Material shown:
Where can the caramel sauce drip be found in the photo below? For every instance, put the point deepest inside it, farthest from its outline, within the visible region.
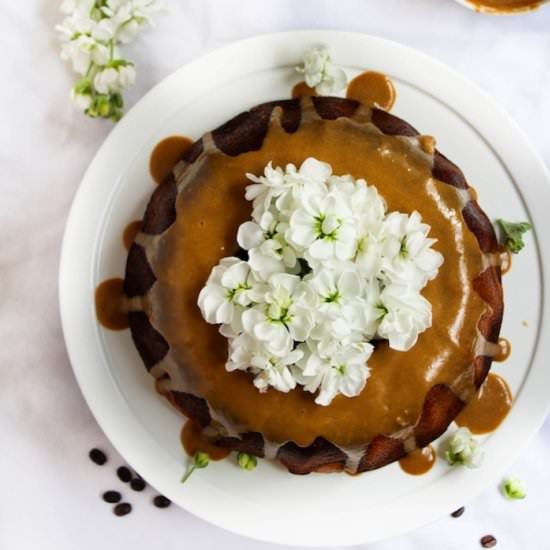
(506, 5)
(193, 440)
(110, 304)
(505, 260)
(130, 232)
(166, 154)
(302, 90)
(419, 461)
(427, 144)
(504, 350)
(372, 89)
(488, 407)
(200, 237)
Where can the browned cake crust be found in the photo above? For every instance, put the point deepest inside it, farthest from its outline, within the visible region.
(246, 132)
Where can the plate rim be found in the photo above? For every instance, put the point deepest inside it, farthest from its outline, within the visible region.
(68, 253)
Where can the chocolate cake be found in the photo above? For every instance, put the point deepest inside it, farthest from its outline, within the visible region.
(191, 223)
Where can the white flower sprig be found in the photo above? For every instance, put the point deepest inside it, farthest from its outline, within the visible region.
(90, 35)
(321, 73)
(328, 271)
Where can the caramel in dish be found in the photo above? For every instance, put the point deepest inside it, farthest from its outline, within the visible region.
(506, 5)
(419, 461)
(372, 89)
(130, 232)
(209, 211)
(166, 155)
(302, 90)
(110, 304)
(488, 408)
(193, 440)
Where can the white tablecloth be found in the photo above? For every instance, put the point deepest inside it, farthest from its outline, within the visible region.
(49, 488)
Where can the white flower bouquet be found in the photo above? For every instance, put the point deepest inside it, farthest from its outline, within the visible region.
(90, 35)
(328, 272)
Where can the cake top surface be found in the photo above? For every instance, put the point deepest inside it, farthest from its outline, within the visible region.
(210, 206)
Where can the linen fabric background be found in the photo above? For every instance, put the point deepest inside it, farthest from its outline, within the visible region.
(50, 490)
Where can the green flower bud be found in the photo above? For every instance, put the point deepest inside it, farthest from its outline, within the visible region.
(513, 488)
(200, 460)
(246, 461)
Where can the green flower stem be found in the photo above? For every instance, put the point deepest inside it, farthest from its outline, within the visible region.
(200, 460)
(513, 234)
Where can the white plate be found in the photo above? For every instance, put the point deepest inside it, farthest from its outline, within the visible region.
(269, 503)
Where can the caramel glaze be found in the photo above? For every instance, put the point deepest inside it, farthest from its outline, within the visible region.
(504, 350)
(506, 5)
(505, 260)
(302, 90)
(488, 407)
(419, 461)
(372, 89)
(193, 440)
(110, 304)
(130, 232)
(399, 381)
(166, 155)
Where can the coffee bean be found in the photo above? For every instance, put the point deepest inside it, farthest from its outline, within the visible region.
(112, 496)
(458, 513)
(160, 501)
(124, 474)
(97, 456)
(488, 541)
(122, 509)
(137, 484)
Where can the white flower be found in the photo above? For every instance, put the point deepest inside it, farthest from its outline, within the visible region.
(322, 227)
(320, 73)
(81, 100)
(513, 488)
(82, 51)
(247, 353)
(343, 313)
(404, 314)
(229, 288)
(345, 371)
(284, 316)
(286, 185)
(464, 450)
(114, 79)
(409, 258)
(268, 251)
(327, 272)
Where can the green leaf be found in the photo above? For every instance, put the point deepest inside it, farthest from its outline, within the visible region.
(246, 461)
(200, 460)
(513, 488)
(513, 234)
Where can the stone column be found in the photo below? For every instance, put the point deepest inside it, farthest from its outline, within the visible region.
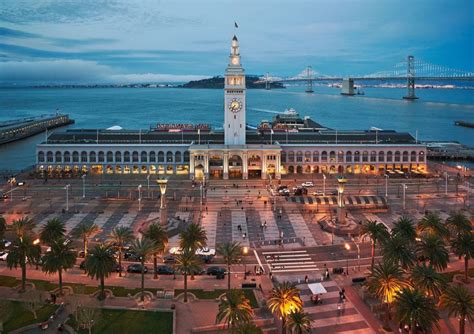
(226, 166)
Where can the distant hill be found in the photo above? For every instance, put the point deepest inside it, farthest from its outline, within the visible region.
(218, 83)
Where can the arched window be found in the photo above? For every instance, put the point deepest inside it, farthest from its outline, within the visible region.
(324, 156)
(421, 156)
(405, 156)
(316, 156)
(161, 156)
(126, 156)
(381, 156)
(348, 156)
(134, 156)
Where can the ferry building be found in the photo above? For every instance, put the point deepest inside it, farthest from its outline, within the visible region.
(289, 144)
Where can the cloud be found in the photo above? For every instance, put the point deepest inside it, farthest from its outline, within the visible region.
(75, 71)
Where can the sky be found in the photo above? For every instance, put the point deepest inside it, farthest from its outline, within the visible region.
(123, 41)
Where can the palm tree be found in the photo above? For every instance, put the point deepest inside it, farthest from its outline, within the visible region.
(60, 257)
(385, 281)
(99, 264)
(22, 226)
(83, 231)
(460, 303)
(157, 234)
(193, 237)
(415, 309)
(463, 246)
(375, 231)
(143, 248)
(23, 250)
(53, 230)
(431, 223)
(458, 223)
(187, 263)
(283, 300)
(118, 238)
(433, 249)
(398, 251)
(234, 309)
(426, 278)
(231, 252)
(299, 323)
(405, 228)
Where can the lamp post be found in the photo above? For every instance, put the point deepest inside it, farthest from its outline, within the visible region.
(83, 185)
(67, 196)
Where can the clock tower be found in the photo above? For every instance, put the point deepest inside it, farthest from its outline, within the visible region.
(234, 100)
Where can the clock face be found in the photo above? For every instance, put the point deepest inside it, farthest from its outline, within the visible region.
(235, 106)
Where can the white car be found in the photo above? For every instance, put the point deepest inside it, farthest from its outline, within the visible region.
(3, 256)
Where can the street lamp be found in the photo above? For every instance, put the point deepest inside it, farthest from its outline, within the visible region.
(83, 185)
(67, 196)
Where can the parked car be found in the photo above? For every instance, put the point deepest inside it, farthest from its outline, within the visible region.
(136, 268)
(3, 256)
(165, 270)
(215, 271)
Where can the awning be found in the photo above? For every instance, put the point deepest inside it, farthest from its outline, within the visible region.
(316, 288)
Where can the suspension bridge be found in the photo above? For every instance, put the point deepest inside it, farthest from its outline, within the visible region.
(408, 70)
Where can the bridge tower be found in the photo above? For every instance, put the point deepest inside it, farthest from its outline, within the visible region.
(309, 83)
(410, 79)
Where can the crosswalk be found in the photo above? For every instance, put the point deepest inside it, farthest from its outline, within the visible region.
(289, 261)
(332, 316)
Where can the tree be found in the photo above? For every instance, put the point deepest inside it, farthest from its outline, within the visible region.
(234, 309)
(193, 237)
(61, 257)
(299, 323)
(385, 281)
(432, 248)
(23, 226)
(460, 303)
(231, 252)
(158, 235)
(99, 264)
(431, 223)
(398, 251)
(187, 263)
(283, 300)
(53, 230)
(375, 231)
(404, 228)
(463, 246)
(426, 278)
(83, 231)
(119, 238)
(23, 250)
(458, 223)
(416, 310)
(143, 248)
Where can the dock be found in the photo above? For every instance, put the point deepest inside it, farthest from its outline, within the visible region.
(18, 129)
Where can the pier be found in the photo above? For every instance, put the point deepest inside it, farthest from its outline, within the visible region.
(17, 129)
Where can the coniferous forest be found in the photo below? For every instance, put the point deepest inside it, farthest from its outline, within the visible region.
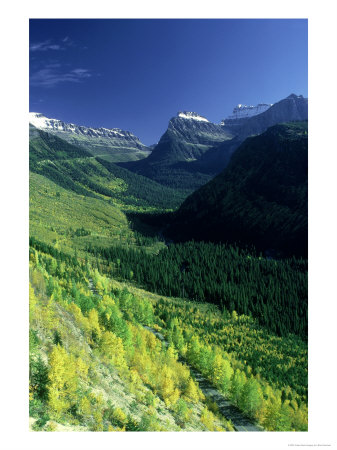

What this task involves: Copy out each line of the rows above that contains the word "white".

The reply:
Where can the white flower sprig be found in the photo above? For every instance, put the point deepest inside it, farthest from its outline, within the visible region.
Where can the white tablecloth be found in the photo above? For every instance, put the point deepest inside it, farthest from its outline, within the visible region.
Where can the white flower bouquet be found in the photo above? For every instance, put the point deepest inside it, farthest from its outline, within the visible region.
Where can the white plate be found in the photo above? For every instance, put the point deepest inside it, farthest from its outline, within the visible region.
Where can the white flower be found in the photo above? For every instance, put the point deepest inside it, farthest from its outline, within the visible region.
Where can the white car be found in the photo above? For every instance, put the point deepest inside it, farthest from its outline, within the visible region.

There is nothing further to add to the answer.